### Text
-- BEGIN --

An Olympus WS-320m (1 gigabyte) recorder review

This may be the best small recorder available, with high quality stereo and mono recording capabilities. This recorder could be used as a 2nd audio unit if you’re shooting a documentary by just leaving it on all day in a shirt pocket of the film’s subject, since it records about 8-10 hours with 1 AAA battery, and can hold 71 hours of High Quality recordings. Perhaps the Apple iPods won’t offer a stereo mic option because they’re afraid it would be used to record live music events; perhaps even worse of friends and groups that are not mass marketed; that would then be freely and legally traded. Well apparently this tiny Olympus can do a good job at high quality stereo recording, and you could still use it to play back tons of Windows Media Audio or MP3 songs.

For voice, information and notes I might just use the internal mics on this Olympus WS-320m recorder. I also recorded from a pair of my AKG studio mics CK93+SE300B with a BeachTek DXA-8 amp, which indeed recorded a full sound spectrum. However with such a pre-amp set the Olympus “Mic Sense” to “Dict” mode; but don’t use “Conf” (high-sensitivity) mode or it will distort.

If you’re recording speech with the internal mics of someone in a room then definitely do set the Mic Sense option to “Conf” for higher sensitivity. If you’re recording from a telephone using the Olympus TP-7 mic, the clarity is best by setting Mic Sense to “Dict” to avoid distortion, since this external mic set-up is too sensitive; and naturally record in Mono HQ when there is only 1 mic involved, or when 1 mic is adequate for the job which may be typical. However recording in stereo HQ mode in an open room did sound a little better, even with the tiny internal mic separation.

The Olympus ME-15 lavaliere mic clearly provides a stronger signal and better recording than the internal mics, something I didn’t expect; which is clearly shown on the recorder's amplitude meter, which jumps from about 15% to over 50% with the Olympus tie clip mic. So for up-close high-quality recording set the recorder’s sensitivity to low (or Dict mode) and if the speaker is always over a couple of feet away set it to high sensitivity (or Conf mode), and generally avoid the internal mics and stay in HQ mono. Also Sony makes a smaller clip-on lavalier mic ECM-C10 (about $27) and stereo mics ECM-719 (about $75), or ECM-MS907; however these have cords which may get in the way in some situations.

The Olympus External Stereo Microphone ME-51s ($60 list) may be a better alternative to using the internal mics altogether or the lavaliere, (it should produce a strong clear signal, as the specifications indicate). Further it doesn’t have the problem of dealing with the lavelier’s wire, which is generally unnecessary with such a small device.

If you plug in a Sennheiser ME-2 lavaliere (about $125) this recorder’s quality does improve a little in the highs and crispness over the Olympus lavaliere ME-15 (about $25) which is also very good. However you may well have a tiny professional recording system with a Sennheiser mic. Both the Sennheiser and Olympus lavalieres produce about the same signal strength. I understand from Sennheiser that some Broadway shows may opt to use the MKE2-EW omni lavaliere (list $350) with their UHF transmitters, or the MEK104 or MEK105 for directionality; or if size isn’t an issue the ME-66 + K6 shotgun microphone. However I gather that going beyond the ME-2 is getting into fairly subtle acoustic issues that few would ever notice.

-- END --

### Data excerpt
-- BEGIN --

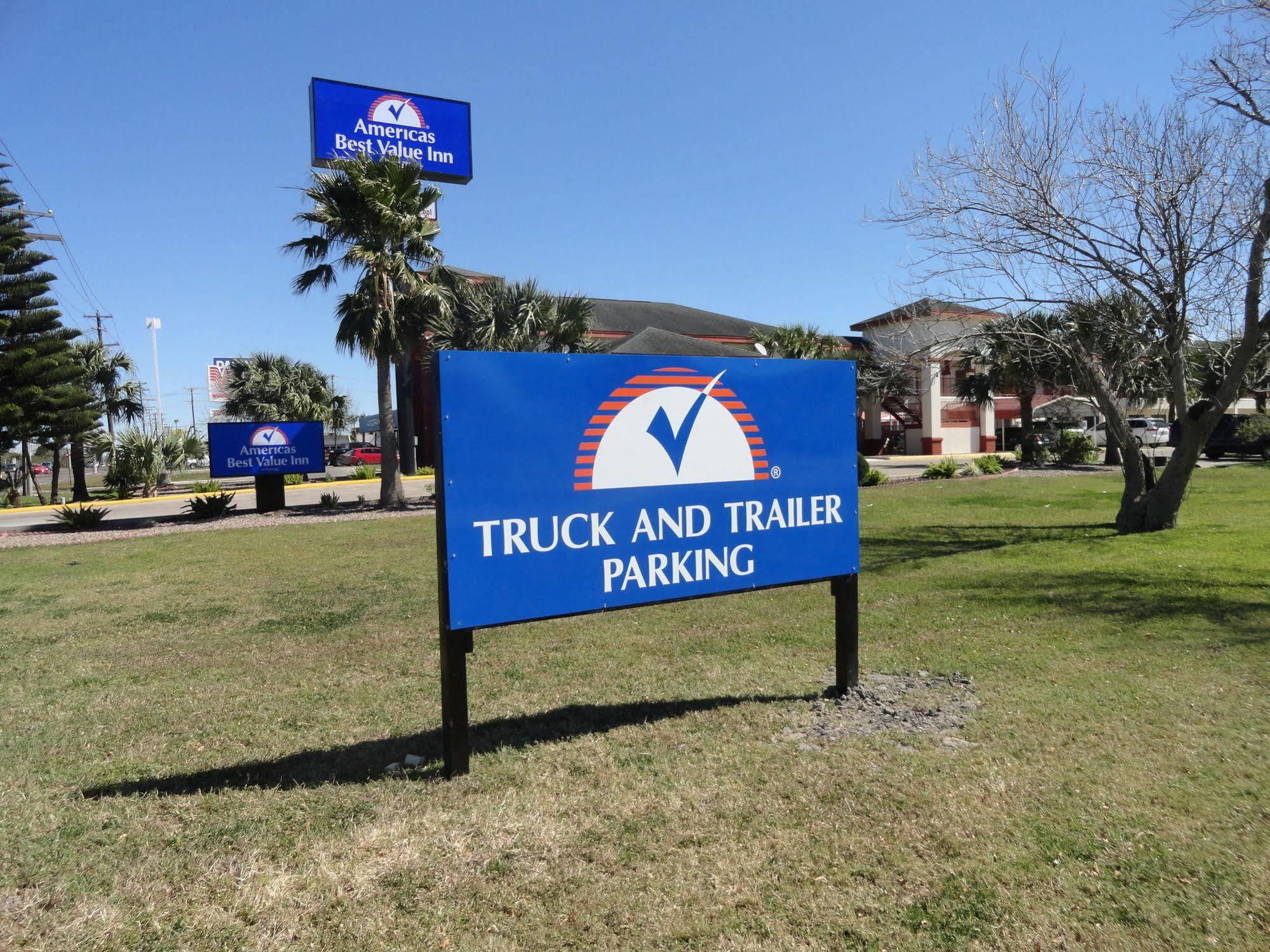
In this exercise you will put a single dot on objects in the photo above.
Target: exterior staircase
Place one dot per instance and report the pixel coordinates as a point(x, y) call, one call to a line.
point(909, 415)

-- END --

### Task requirements
[a] According to the recorder review, how many hours of High Quality recordings can the Olympus WS-320m hold?
[b] Retype the recorder review from "This may be" up to and including "or MP3 songs.".
[c] Write what comes next in the recorder review, picking up after its final sentence.
The listing bears no relation to the recorder review.

### Answers
[a] It can hold 71 hours of High Quality recordings.

[b]
This may be the best small recorder available, with high quality stereo and mono recording capabilities. This recorder could be used as a 2nd audio unit if you’re shooting a documentary by just leaving it on all day in a shirt pocket of the film’s subject, since it records about 8-10 hours with 1 AAA battery, and can hold 71 hours of High Quality recordings. Perhaps the Apple iPods won’t offer a stereo mic option because they’re afraid it would be used to record live music events; perhaps even worse of friends and groups that are not mass marketed; that would then be freely and legally traded. Well apparently this tiny Olympus can do a good job at high quality stereo recording, and you could still use it to play back tons of Windows Media Audio or MP3 songs.

[c]
Since the recorder is so miniature, a small cell phone case that has a belt loop provides plenty of space for the device, its external mic and extra batteries. (Home Depot, $5)

Are there any problems with this exceptionally useful recorder? Absolutely, and they’re all related to the controls, and they’re fairly problematic.

  1. Is the battery low? I have absolutely no idea until I look and see that the recorder stopped working maybe an hour ago. The battery level indicator on the display does not work at all, and is too small anyway to be clearly visible.
  2. Is the unit recording? Is it in pause? Is it stopped? Again I have no idea by looking at the display; so I tap the mics to see if the volume indicator changes; now that’s really bizarre.
  3. I press stop and set the unit down and 4 hours later I notice that it’s still recording.
  4. I slide the Hold switch up to pause recording and it won’t get out of pause and so I have to remove the battery to get it out of pause, but then it wants the date and time reset. In all sympathy I do have to ask if the person who designed the controls is insane or a corporate sociopath who needs an agricultural job on a permanent basis? (Something I do with pleasure incidentally.)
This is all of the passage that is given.